» WHAT TO DO
Extract verbatim every line from the beginning of the stored data entries down to and including the line that contains "[[132, 30], [422, 27]]". Leave the pictures out of your reproduction.
++++ DATA ROWS ++++
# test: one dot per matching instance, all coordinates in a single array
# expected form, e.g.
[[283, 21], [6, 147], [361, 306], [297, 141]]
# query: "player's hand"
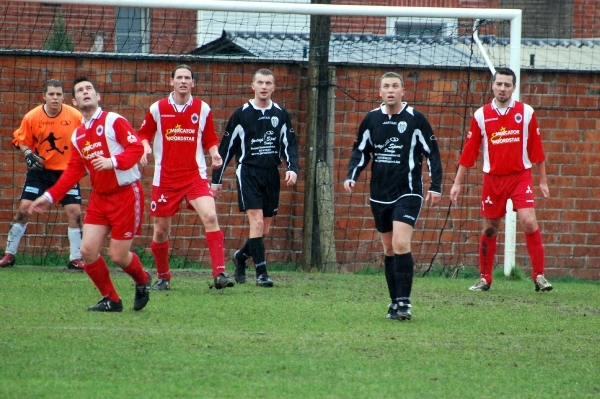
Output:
[[217, 161], [216, 188], [454, 191], [290, 178], [545, 191], [348, 186], [34, 161], [39, 205], [432, 198], [147, 150], [102, 163]]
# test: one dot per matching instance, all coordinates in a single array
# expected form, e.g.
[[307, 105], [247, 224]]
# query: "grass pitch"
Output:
[[310, 336]]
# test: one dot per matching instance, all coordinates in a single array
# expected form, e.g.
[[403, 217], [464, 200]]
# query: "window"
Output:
[[132, 30], [422, 27]]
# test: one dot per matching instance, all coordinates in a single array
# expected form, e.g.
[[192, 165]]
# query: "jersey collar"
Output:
[[96, 115], [179, 108], [382, 108], [511, 105], [262, 109]]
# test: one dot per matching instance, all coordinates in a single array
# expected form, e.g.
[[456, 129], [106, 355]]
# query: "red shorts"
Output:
[[166, 201], [122, 210], [498, 189]]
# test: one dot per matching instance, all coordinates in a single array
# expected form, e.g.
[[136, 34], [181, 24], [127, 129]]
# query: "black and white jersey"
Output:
[[258, 137], [397, 144]]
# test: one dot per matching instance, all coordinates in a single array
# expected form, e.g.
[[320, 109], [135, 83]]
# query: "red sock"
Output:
[[136, 271], [214, 242], [161, 258], [98, 272], [535, 247], [487, 255]]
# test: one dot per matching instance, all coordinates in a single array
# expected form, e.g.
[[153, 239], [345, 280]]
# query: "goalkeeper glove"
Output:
[[34, 161]]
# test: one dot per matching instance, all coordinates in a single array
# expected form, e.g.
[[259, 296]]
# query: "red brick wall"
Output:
[[27, 26], [566, 104]]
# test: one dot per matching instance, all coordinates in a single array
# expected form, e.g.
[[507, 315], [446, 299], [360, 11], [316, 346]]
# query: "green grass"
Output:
[[310, 336]]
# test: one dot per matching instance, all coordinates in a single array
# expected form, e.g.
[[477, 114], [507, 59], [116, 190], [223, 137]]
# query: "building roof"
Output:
[[545, 54]]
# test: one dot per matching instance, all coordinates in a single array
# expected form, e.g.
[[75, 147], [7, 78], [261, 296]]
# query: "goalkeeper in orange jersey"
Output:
[[45, 139]]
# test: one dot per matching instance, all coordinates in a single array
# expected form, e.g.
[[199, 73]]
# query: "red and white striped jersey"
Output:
[[109, 135], [183, 134], [511, 139]]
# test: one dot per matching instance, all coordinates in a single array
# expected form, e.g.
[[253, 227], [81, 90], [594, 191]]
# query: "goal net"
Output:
[[327, 62]]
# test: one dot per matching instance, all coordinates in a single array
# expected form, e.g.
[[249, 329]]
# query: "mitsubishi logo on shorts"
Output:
[[402, 127], [131, 137]]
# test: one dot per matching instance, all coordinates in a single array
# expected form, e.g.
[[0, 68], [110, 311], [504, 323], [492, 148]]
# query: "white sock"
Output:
[[17, 230], [74, 242]]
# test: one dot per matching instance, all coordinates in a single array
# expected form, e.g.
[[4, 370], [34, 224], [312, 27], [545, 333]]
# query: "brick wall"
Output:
[[566, 105]]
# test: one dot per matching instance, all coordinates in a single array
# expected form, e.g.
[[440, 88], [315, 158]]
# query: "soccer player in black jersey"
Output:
[[396, 136], [259, 134]]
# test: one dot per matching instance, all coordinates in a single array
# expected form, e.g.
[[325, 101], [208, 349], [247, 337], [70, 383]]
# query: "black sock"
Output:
[[388, 262], [245, 251], [257, 251], [403, 271]]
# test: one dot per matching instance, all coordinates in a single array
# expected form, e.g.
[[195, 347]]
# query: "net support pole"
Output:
[[510, 222]]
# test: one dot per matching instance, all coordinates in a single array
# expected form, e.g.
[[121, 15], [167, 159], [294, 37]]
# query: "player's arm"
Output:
[[24, 140], [434, 164], [33, 160], [132, 146], [146, 134], [360, 156], [229, 142], [73, 173], [456, 187]]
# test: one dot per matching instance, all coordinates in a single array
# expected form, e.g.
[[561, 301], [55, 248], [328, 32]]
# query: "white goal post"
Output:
[[514, 16]]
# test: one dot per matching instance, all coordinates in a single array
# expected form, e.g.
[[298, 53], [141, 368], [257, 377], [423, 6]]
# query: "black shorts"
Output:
[[405, 209], [258, 188], [38, 181]]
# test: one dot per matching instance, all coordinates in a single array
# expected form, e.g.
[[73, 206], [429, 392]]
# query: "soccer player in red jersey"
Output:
[[509, 132], [45, 138], [107, 148], [184, 130]]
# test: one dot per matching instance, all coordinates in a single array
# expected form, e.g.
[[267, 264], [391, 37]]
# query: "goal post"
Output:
[[513, 16]]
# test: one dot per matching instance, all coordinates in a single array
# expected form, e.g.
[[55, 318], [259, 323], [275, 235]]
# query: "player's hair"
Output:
[[265, 72], [507, 72], [53, 83], [80, 79], [182, 66], [392, 75]]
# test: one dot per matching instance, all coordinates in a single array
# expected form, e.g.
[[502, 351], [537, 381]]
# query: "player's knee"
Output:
[[119, 258], [89, 254]]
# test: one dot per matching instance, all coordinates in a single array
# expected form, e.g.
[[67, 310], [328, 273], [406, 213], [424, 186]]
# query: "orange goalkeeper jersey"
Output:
[[49, 137]]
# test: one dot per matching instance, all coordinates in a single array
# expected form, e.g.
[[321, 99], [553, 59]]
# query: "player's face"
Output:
[[263, 86], [54, 97], [391, 91], [182, 82], [86, 97], [503, 88]]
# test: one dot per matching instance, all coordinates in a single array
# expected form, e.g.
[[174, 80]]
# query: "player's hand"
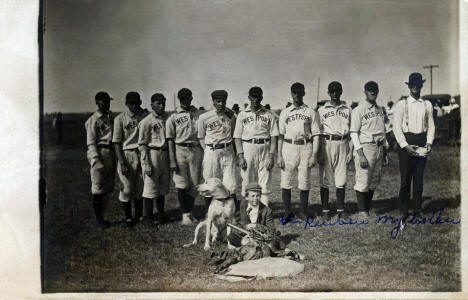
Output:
[[363, 161], [312, 161], [98, 164], [174, 167], [271, 161], [411, 149], [280, 162], [429, 147], [242, 163], [124, 169]]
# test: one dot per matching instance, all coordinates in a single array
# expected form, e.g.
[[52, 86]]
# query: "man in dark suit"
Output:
[[254, 215]]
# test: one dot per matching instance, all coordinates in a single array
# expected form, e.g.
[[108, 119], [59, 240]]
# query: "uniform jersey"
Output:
[[261, 124], [368, 121], [152, 130], [126, 129], [182, 126], [99, 128], [215, 128], [334, 120], [298, 122]]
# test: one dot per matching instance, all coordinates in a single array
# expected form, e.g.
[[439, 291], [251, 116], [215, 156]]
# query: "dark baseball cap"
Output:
[[219, 94], [158, 97], [103, 96], [371, 86], [184, 93], [132, 97], [256, 92], [335, 86], [298, 87]]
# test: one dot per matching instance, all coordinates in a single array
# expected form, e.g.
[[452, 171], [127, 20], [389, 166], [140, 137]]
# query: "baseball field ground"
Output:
[[79, 258]]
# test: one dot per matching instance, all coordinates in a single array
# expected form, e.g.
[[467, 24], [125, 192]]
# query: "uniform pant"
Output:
[[369, 179], [256, 156], [296, 157], [221, 163], [334, 168], [158, 183], [102, 179], [411, 170], [189, 160], [131, 184]]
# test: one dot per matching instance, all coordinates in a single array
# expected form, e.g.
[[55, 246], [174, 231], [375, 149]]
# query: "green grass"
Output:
[[78, 258]]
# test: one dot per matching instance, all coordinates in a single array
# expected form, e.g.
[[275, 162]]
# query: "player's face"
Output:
[[219, 104], [133, 107], [335, 95], [255, 102], [415, 90], [371, 96], [253, 197], [103, 106], [186, 102], [297, 98], [158, 106]]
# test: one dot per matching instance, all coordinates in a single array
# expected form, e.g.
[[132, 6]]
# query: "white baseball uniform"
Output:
[[154, 155], [219, 159], [298, 125]]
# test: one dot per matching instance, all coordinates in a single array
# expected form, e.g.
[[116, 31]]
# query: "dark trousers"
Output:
[[411, 171]]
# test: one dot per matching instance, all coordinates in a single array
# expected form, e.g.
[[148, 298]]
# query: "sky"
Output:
[[161, 46]]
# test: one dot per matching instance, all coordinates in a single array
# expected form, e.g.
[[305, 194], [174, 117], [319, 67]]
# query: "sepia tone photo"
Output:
[[249, 146]]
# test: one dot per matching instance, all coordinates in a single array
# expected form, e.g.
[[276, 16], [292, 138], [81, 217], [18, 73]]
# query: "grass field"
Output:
[[79, 258]]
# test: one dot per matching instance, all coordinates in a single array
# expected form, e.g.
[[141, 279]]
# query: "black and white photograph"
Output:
[[250, 146]]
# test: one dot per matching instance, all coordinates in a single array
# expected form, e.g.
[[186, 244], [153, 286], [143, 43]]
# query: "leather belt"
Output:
[[105, 146], [219, 146], [297, 142], [189, 145], [257, 141], [163, 148], [333, 137]]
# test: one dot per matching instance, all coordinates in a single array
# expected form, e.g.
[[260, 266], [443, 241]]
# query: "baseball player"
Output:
[[256, 135], [185, 153], [125, 141], [368, 136], [101, 155], [154, 158], [336, 147], [298, 146], [215, 129]]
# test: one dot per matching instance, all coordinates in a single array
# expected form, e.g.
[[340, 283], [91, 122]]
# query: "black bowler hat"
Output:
[[219, 94], [184, 93], [132, 97], [256, 92], [102, 96], [158, 97], [415, 79], [335, 86], [298, 87], [371, 86]]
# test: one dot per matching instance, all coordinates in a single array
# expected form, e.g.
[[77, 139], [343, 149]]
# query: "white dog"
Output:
[[220, 212]]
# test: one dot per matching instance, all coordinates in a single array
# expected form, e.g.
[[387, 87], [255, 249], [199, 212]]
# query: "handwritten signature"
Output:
[[312, 222]]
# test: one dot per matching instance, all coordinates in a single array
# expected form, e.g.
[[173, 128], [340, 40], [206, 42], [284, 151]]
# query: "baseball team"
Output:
[[146, 147]]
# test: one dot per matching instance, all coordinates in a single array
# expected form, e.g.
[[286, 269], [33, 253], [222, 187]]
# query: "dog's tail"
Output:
[[195, 238]]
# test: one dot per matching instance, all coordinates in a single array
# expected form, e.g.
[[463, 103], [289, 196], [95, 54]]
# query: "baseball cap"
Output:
[[132, 97], [158, 97], [255, 92], [253, 186], [335, 86], [102, 96], [219, 94], [297, 87], [371, 86], [184, 93]]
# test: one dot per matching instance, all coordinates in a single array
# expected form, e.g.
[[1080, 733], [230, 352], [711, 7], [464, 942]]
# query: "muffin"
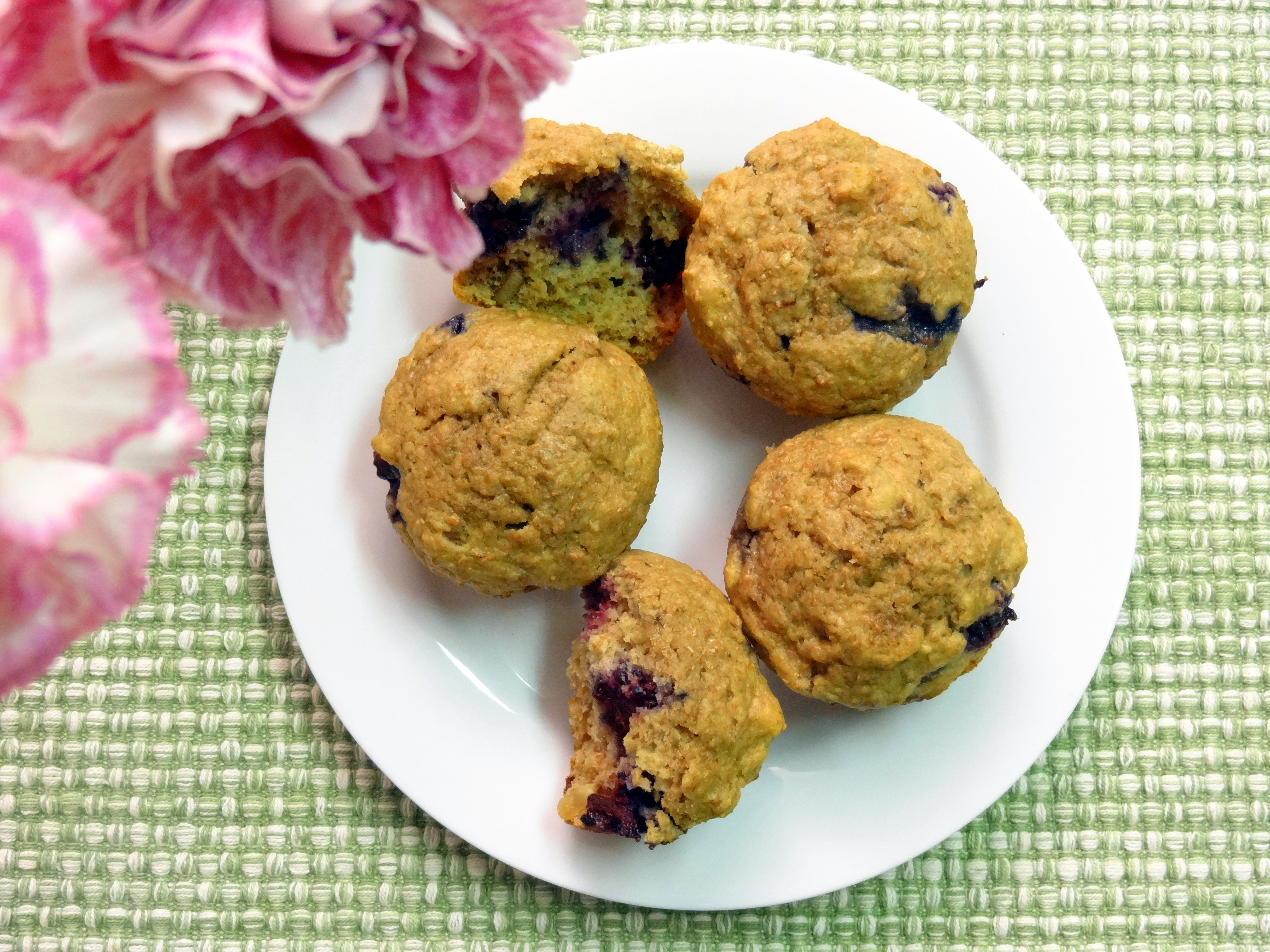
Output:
[[872, 564], [671, 716], [520, 451], [590, 229], [830, 274]]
++++
» FINISHED ANSWER
# test: one dot per matching instance, all coordinates in a single array
# expected form, e.g.
[[283, 21], [6, 147], [361, 306], [297, 141]]
# query: "player's hand"
Output:
[[217, 161], [216, 188], [454, 191], [290, 178], [545, 191], [348, 186], [34, 161], [39, 205], [432, 198], [147, 150], [102, 163]]
# test: one dot per matching instance, all coordinates in a single array
# expected form, e.g.
[[307, 105], [247, 224]]
# query: "grass pitch"
Output:
[[310, 336]]
# test: one dot per matching instance, all coordinates in a single array
# expected form, e.g.
[[403, 217], [464, 200]]
# query: "window"
Output:
[[132, 30], [422, 27]]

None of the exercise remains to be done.